Work to do: How many lines of the material below contain the string "light"? Case counts. Reply with the number alone.

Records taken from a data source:
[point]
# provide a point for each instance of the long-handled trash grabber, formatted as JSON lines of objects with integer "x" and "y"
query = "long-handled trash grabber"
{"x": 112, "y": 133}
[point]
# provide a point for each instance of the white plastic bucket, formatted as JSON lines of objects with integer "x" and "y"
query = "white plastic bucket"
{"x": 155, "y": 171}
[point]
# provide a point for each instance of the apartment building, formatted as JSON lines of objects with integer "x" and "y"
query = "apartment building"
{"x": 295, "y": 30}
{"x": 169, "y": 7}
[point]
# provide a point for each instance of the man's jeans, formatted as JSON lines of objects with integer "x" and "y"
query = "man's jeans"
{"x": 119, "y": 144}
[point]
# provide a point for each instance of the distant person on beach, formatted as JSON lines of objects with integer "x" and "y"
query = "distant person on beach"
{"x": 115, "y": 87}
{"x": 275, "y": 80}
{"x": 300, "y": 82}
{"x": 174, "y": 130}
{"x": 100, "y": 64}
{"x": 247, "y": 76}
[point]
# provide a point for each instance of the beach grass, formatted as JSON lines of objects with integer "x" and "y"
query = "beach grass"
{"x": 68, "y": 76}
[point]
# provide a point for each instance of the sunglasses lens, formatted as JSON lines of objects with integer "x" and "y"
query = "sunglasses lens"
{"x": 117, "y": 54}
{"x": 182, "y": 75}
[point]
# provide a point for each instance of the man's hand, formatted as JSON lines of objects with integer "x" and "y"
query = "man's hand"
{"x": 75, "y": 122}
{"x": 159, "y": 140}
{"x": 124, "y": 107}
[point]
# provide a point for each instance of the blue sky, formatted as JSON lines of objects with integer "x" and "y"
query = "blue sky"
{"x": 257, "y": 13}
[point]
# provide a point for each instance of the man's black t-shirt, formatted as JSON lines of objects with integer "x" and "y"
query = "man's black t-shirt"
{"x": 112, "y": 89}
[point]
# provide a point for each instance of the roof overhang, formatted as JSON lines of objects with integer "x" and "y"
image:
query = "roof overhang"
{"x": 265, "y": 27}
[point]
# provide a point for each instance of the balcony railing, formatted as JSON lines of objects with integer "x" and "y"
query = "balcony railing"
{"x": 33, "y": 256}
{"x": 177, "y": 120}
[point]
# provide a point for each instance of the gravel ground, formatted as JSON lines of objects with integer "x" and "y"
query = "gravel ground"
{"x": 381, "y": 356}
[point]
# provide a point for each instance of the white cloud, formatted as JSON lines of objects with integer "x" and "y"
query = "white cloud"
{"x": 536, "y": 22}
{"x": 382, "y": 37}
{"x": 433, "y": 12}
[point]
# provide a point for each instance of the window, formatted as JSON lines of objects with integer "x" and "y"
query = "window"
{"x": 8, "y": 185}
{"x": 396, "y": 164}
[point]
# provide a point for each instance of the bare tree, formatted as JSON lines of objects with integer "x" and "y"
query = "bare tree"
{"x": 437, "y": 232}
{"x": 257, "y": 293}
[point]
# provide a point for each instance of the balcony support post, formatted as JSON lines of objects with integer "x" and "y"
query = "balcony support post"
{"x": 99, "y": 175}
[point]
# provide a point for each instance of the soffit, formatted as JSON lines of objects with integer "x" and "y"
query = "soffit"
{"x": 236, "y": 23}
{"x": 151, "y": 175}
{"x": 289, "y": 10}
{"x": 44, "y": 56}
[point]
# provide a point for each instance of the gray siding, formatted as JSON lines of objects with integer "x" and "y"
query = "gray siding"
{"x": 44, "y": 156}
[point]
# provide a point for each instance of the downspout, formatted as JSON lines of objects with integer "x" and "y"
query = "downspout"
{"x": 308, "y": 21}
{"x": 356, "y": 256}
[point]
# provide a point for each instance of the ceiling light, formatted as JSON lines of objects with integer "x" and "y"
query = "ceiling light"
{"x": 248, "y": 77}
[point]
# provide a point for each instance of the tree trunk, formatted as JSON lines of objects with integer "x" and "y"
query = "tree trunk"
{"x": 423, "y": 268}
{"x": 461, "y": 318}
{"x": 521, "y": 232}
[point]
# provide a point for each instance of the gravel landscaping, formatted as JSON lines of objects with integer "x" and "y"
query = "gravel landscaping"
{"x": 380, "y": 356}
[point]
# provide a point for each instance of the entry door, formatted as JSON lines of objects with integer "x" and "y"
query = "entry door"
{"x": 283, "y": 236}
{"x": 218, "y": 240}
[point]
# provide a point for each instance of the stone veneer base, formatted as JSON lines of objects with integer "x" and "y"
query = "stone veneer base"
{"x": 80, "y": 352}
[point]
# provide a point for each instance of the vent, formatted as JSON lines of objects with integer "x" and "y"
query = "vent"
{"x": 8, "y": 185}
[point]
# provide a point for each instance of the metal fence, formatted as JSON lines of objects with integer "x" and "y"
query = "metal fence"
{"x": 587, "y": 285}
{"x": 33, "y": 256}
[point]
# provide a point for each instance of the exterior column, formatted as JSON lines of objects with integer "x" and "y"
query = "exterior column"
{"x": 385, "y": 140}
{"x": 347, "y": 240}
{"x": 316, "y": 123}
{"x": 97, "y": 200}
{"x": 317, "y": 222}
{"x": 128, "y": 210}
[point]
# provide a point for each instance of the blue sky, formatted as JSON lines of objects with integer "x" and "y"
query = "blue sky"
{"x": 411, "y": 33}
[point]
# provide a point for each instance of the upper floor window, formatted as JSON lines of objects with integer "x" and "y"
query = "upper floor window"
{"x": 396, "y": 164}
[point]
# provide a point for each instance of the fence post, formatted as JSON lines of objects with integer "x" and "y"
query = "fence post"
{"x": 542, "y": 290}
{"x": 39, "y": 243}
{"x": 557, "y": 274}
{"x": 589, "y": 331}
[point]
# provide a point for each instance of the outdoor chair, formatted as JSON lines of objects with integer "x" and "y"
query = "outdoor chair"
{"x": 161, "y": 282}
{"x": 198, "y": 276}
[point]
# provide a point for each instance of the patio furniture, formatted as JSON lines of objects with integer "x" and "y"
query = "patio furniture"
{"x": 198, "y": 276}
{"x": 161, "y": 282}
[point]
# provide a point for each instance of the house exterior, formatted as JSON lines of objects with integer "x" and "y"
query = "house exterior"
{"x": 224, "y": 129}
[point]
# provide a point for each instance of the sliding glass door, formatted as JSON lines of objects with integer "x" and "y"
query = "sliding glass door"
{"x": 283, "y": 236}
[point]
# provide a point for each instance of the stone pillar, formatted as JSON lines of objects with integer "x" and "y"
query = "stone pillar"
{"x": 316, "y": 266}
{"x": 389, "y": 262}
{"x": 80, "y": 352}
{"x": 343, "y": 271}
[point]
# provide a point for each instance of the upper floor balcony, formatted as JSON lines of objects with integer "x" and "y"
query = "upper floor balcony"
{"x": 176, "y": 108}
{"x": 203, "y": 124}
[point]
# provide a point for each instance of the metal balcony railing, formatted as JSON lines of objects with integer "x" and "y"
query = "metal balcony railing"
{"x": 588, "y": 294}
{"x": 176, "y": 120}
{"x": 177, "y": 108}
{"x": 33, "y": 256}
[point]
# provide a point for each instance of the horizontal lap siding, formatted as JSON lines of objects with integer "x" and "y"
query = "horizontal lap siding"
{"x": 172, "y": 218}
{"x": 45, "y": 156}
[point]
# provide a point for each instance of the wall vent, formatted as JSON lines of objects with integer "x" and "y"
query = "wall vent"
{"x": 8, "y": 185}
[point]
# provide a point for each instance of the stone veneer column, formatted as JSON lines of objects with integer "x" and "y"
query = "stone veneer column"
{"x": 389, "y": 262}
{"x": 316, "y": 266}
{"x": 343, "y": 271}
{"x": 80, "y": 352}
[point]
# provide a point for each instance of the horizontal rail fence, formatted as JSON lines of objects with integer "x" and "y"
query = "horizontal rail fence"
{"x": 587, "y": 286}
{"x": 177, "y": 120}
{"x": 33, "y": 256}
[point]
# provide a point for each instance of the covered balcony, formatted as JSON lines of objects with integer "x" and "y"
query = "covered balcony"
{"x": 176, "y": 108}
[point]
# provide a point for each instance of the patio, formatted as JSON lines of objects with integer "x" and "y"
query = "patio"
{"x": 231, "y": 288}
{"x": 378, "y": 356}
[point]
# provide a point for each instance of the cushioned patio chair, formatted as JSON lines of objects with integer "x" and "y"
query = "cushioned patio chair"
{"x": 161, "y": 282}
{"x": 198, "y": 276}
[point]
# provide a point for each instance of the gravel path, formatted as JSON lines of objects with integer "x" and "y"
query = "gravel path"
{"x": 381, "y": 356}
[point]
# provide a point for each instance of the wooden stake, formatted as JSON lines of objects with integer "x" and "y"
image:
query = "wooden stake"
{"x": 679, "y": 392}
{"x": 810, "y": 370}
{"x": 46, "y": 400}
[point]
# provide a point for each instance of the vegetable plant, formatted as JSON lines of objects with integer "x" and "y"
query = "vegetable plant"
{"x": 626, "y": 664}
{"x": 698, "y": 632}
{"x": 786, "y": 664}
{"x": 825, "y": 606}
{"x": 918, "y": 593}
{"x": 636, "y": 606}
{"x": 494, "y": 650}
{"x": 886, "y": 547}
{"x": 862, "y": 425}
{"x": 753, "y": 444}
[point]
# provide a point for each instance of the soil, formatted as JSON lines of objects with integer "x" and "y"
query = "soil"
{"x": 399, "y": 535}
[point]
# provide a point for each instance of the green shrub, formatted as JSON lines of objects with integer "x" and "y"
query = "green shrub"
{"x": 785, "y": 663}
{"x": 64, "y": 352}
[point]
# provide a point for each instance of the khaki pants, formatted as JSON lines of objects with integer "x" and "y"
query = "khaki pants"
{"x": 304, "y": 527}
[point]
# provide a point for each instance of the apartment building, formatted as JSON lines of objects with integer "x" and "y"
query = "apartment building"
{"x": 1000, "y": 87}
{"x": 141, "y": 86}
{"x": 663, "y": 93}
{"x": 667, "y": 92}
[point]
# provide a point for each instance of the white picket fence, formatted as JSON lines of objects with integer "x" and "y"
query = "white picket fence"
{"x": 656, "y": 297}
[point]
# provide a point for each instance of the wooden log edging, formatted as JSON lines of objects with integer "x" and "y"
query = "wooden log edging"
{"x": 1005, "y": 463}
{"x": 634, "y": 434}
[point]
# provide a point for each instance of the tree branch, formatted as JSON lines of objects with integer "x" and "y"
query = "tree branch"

Correct answer: 2